The input:
——
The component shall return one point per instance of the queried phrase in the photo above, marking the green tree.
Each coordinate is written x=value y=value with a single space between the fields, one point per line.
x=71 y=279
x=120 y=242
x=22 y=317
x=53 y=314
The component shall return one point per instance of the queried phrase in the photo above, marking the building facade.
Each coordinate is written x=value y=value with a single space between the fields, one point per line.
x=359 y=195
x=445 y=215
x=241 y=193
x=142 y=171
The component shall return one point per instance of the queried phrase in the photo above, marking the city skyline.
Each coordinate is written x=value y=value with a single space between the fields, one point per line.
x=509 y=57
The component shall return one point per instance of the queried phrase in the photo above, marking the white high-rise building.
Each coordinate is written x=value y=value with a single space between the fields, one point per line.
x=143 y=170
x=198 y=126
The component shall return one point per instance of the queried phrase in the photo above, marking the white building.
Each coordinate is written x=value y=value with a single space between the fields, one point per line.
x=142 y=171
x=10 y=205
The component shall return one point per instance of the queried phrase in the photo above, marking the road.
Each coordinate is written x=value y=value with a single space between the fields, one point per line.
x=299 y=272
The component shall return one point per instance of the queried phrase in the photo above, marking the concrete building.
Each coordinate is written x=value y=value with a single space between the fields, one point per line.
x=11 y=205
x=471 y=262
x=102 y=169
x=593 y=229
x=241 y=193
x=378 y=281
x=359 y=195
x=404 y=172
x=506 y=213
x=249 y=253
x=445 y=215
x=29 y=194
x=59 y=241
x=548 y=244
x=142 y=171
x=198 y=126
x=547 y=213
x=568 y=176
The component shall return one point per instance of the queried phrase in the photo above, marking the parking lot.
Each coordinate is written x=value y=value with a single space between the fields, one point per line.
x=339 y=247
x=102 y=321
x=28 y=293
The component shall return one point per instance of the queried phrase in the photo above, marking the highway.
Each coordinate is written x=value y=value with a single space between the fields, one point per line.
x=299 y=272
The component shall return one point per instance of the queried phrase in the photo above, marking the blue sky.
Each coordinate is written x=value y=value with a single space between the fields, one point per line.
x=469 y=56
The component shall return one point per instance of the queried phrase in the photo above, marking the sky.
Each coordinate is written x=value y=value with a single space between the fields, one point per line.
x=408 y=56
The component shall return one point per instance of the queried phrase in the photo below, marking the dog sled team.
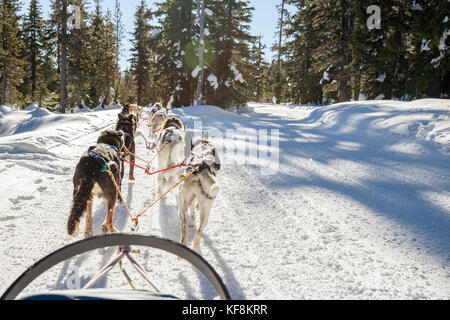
——
Rewrite the material starting at the line containing "marking the road." and ending at the line containing "x=568 y=176". Keep the request lines unchanged, but scale every x and y coordinate in the answers by 1.25, rounding to whole numbers with halves rounded up, and return only those lines.

The component shall return one point per instance of the queried phrase in the photo above, marking the road.
Each coordinate is written x=value y=value with a single space between the fields, one point per line.
x=374 y=340
The component shall return one point per instance of the queried phrase in the photo above, marking the concrete building.
Each coordinate is written x=value y=value with a single space between the fields, one point per line.
x=14 y=256
x=589 y=328
x=128 y=211
x=741 y=286
x=301 y=241
x=473 y=351
x=449 y=244
x=505 y=215
x=633 y=266
x=311 y=316
x=556 y=269
x=36 y=243
x=74 y=301
x=685 y=305
x=178 y=214
x=248 y=158
x=684 y=266
x=710 y=220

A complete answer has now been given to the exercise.